Write out, unchanged, the part of the records that opens with the line containing "Every instance of the brown" and closes with the line containing "158), (180, 165)]", including both of those lines.

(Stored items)
# # # #
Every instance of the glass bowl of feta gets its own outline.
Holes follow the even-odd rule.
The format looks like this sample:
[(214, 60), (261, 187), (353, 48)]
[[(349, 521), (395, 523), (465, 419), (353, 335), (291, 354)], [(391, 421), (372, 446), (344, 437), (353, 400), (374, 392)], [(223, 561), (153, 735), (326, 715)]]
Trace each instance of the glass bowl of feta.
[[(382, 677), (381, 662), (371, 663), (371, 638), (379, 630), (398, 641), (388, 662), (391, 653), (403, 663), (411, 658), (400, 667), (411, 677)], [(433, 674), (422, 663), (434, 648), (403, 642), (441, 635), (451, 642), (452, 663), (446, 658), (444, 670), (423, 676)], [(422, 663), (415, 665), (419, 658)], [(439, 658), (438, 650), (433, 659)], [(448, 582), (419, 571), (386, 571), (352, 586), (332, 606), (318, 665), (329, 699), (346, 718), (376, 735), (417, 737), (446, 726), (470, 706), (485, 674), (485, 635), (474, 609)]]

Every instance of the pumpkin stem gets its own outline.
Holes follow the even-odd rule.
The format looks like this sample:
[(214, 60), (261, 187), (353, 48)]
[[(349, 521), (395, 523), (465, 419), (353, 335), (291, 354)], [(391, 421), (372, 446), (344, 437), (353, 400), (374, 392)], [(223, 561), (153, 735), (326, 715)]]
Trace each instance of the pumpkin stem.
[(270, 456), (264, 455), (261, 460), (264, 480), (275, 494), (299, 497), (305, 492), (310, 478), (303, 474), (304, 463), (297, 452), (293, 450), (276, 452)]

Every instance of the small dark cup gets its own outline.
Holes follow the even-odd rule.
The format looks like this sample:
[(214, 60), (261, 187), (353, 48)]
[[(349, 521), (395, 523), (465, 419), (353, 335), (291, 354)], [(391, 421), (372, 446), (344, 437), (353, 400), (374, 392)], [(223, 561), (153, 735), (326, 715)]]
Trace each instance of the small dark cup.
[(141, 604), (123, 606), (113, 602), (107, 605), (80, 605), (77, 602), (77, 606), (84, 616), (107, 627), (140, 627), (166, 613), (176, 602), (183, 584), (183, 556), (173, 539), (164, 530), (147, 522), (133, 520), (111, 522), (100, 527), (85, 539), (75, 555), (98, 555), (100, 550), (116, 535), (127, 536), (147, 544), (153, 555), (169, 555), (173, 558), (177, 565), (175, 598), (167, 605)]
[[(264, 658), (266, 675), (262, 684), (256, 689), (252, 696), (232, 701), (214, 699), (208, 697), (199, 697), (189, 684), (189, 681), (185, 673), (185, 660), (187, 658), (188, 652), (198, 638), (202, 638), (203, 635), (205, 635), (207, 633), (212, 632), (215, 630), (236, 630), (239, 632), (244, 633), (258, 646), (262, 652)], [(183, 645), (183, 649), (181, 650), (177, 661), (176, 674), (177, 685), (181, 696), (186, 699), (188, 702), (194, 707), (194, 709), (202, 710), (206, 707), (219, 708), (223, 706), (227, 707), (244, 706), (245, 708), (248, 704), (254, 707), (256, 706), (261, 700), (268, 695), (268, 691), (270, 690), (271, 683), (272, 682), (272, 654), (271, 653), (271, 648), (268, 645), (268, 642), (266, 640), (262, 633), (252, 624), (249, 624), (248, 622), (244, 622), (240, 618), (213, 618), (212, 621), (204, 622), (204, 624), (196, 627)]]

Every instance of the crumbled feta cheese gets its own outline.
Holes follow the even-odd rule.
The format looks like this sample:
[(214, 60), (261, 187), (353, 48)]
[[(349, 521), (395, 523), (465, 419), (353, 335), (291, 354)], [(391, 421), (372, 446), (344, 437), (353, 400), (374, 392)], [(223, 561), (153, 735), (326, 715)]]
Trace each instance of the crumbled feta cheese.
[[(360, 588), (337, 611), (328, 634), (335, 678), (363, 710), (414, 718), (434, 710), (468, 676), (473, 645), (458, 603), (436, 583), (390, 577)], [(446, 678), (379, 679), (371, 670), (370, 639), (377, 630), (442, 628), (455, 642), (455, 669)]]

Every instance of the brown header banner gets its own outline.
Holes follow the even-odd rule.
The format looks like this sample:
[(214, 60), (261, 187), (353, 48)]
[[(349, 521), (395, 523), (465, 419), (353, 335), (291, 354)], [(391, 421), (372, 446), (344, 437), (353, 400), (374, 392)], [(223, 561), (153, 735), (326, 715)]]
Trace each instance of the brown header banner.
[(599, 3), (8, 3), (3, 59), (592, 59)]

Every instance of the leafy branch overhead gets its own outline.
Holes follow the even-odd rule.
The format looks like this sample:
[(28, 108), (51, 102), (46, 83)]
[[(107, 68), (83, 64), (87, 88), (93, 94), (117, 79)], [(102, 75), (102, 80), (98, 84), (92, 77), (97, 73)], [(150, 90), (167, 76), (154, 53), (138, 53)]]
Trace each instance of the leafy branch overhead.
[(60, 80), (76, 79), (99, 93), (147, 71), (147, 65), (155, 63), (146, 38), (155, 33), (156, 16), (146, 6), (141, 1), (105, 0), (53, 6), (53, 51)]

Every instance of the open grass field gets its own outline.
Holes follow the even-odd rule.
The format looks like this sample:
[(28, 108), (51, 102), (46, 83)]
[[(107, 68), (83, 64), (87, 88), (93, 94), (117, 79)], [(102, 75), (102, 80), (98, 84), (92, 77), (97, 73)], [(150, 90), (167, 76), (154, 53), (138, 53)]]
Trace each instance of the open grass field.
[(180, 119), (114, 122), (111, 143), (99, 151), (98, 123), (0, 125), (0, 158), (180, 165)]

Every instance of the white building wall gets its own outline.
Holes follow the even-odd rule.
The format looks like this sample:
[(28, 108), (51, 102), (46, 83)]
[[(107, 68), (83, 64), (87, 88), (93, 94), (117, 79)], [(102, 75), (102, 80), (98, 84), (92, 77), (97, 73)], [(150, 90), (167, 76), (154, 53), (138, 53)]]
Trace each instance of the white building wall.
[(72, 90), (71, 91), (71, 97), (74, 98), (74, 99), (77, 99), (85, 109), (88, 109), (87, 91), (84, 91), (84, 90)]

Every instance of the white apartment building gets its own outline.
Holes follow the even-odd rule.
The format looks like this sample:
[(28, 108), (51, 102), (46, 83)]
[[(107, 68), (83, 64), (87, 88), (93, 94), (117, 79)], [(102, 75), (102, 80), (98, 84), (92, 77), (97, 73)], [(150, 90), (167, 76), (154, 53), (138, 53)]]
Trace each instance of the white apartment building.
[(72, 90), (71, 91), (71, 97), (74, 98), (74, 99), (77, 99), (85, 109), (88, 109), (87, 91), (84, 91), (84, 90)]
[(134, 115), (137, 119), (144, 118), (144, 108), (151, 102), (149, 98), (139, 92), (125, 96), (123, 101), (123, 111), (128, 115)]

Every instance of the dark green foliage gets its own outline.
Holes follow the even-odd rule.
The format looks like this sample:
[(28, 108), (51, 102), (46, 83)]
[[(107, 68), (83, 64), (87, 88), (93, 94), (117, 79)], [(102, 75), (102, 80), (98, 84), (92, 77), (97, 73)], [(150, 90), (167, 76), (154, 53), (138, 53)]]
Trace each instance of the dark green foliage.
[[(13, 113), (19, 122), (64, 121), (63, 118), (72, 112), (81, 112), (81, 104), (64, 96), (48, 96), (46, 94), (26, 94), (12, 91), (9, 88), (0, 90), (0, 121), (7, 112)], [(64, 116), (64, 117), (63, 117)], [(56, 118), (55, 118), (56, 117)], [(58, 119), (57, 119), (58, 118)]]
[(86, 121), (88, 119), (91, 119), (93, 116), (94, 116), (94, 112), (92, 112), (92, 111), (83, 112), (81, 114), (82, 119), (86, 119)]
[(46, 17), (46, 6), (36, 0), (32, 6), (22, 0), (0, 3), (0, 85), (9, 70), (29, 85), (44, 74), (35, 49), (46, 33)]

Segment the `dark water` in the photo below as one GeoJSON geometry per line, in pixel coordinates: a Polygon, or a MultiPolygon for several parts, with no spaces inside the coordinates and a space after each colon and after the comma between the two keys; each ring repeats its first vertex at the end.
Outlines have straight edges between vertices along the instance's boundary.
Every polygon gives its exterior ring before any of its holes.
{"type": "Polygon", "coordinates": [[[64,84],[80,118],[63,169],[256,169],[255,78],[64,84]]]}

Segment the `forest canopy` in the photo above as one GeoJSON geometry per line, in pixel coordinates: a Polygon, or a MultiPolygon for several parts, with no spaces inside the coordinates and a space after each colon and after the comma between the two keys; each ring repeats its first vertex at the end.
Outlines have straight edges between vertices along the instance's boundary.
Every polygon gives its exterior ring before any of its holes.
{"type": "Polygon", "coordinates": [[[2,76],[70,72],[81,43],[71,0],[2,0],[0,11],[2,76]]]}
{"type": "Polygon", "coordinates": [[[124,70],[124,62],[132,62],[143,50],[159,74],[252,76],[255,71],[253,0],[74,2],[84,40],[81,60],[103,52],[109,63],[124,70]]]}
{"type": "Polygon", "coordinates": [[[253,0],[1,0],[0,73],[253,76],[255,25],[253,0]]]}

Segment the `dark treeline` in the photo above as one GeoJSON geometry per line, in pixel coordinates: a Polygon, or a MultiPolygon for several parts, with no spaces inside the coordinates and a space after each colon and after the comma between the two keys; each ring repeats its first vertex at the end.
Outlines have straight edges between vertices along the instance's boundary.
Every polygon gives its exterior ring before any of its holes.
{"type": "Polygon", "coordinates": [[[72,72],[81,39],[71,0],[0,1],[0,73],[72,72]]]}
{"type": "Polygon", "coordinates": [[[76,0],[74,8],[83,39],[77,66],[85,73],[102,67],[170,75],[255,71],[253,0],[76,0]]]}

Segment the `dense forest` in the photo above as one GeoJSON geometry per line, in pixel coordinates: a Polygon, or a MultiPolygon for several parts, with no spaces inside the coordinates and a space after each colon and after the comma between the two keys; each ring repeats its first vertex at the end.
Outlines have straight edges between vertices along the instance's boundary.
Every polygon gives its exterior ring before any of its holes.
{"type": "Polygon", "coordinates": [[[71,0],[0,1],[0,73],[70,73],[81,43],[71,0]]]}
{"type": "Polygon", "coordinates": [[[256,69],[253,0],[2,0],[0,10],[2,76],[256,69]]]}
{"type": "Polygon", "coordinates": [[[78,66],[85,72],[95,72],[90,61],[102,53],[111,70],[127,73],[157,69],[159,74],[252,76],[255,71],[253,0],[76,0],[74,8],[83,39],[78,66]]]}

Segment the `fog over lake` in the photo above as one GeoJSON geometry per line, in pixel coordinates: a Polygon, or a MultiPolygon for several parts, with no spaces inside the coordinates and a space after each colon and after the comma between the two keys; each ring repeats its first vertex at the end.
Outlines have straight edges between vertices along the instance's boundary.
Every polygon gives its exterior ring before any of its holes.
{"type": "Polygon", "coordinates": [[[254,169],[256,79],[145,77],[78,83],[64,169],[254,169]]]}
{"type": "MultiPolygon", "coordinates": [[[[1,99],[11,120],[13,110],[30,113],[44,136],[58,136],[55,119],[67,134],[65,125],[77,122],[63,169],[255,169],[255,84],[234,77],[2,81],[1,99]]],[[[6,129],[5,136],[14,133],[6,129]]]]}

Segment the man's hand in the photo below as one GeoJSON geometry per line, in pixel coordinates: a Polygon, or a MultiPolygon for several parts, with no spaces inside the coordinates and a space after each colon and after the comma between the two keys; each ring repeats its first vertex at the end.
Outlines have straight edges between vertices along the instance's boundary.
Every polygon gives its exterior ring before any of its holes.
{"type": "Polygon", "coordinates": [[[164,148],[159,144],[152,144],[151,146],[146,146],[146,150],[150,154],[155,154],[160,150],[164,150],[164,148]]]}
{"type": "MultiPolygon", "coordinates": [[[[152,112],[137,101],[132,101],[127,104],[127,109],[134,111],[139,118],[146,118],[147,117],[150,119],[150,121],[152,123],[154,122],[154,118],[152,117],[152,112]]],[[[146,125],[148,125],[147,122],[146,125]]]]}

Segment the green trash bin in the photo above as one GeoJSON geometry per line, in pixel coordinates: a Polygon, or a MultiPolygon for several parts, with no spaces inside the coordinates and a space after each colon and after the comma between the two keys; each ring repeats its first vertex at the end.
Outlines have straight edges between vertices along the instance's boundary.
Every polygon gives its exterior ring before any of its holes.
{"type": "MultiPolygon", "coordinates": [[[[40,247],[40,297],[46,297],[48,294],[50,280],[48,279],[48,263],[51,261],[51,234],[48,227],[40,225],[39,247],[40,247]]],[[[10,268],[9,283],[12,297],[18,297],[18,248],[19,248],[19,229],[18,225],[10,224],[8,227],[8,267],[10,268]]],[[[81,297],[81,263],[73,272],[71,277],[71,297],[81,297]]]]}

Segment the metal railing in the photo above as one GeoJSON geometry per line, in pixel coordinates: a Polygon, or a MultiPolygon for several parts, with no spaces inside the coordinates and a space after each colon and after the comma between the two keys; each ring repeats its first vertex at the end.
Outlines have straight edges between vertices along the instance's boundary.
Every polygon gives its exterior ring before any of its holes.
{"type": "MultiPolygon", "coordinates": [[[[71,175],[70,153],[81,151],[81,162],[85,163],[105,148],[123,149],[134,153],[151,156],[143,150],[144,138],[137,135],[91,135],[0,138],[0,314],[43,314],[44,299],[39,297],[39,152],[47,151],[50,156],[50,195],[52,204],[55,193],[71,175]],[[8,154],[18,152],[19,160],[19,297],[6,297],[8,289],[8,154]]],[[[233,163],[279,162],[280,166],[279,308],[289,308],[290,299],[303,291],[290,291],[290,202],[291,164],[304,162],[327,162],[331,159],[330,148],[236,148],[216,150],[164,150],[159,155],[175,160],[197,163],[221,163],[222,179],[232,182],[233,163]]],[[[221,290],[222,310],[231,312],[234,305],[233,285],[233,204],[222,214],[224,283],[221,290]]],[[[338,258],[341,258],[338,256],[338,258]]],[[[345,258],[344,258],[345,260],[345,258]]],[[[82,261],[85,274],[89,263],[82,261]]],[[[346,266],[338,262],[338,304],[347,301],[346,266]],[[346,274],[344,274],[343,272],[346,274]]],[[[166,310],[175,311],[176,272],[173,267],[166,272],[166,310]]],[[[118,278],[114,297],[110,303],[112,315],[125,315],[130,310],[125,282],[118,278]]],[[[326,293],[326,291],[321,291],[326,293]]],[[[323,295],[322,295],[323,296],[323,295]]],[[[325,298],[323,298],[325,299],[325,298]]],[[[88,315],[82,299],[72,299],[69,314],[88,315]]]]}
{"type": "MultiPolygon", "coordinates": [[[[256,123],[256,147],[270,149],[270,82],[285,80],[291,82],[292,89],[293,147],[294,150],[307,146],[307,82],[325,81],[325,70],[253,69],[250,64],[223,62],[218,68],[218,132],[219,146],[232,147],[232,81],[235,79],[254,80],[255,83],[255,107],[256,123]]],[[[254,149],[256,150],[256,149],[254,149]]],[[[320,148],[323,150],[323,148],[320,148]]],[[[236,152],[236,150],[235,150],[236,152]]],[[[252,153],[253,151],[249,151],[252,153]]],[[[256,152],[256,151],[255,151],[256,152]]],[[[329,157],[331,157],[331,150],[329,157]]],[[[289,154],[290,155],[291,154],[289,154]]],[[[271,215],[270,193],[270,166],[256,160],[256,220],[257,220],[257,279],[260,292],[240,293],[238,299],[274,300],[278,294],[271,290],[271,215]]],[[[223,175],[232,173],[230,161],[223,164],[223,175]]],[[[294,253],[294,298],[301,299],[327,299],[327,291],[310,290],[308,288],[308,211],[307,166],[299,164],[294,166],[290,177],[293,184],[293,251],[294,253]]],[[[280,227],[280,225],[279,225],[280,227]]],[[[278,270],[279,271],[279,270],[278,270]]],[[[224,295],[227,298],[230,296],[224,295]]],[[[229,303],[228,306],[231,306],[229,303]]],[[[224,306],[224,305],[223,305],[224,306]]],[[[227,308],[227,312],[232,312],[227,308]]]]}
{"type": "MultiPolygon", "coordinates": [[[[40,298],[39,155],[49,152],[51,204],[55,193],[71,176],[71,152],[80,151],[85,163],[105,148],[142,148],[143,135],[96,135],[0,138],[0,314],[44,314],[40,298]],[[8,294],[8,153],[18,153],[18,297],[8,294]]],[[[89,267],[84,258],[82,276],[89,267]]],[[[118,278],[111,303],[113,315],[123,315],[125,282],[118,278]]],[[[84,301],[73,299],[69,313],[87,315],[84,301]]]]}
# # # #
[SOLUTION]:
Every instance of the brown header banner gets its own outline.
Holes follow the even-odd rule.
The format looks like this sample:
[(214, 60), (261, 187), (353, 48)]
[[(349, 521), (395, 523), (465, 419), (353, 335), (291, 354)], [(391, 421), (372, 446), (344, 437), (353, 400), (374, 392)], [(223, 561), (153, 735), (326, 715)]]
Trace each instance of the brown header banner.
[(599, 3), (8, 3), (3, 59), (592, 59)]

Every instance of the leafy branch overhead gets its own outline.
Holes follow the even-odd rule.
The format looks like this sample:
[(28, 108), (51, 102), (46, 83)]
[[(107, 68), (83, 64), (87, 88), (93, 94), (117, 79)], [(102, 75), (102, 80), (98, 84), (92, 77), (97, 73)], [(150, 90), (167, 76), (154, 53), (138, 53)]]
Trace each instance of the leafy branch overhead.
[(60, 80), (76, 79), (99, 93), (147, 71), (147, 65), (155, 63), (146, 38), (155, 33), (156, 16), (146, 6), (141, 1), (105, 0), (53, 6), (53, 51)]

Every instance of the open grass field gets its own outline.
Holes follow the even-odd rule.
The format looks like this sample:
[(28, 108), (51, 102), (46, 83)]
[[(107, 68), (83, 64), (87, 88), (93, 94), (117, 79)], [(102, 75), (102, 80), (98, 84), (92, 77), (97, 73)], [(150, 90), (167, 76), (154, 53), (138, 53)]]
Trace each instance of the open grass field.
[(180, 119), (114, 122), (111, 143), (99, 151), (98, 123), (0, 125), (0, 158), (180, 165)]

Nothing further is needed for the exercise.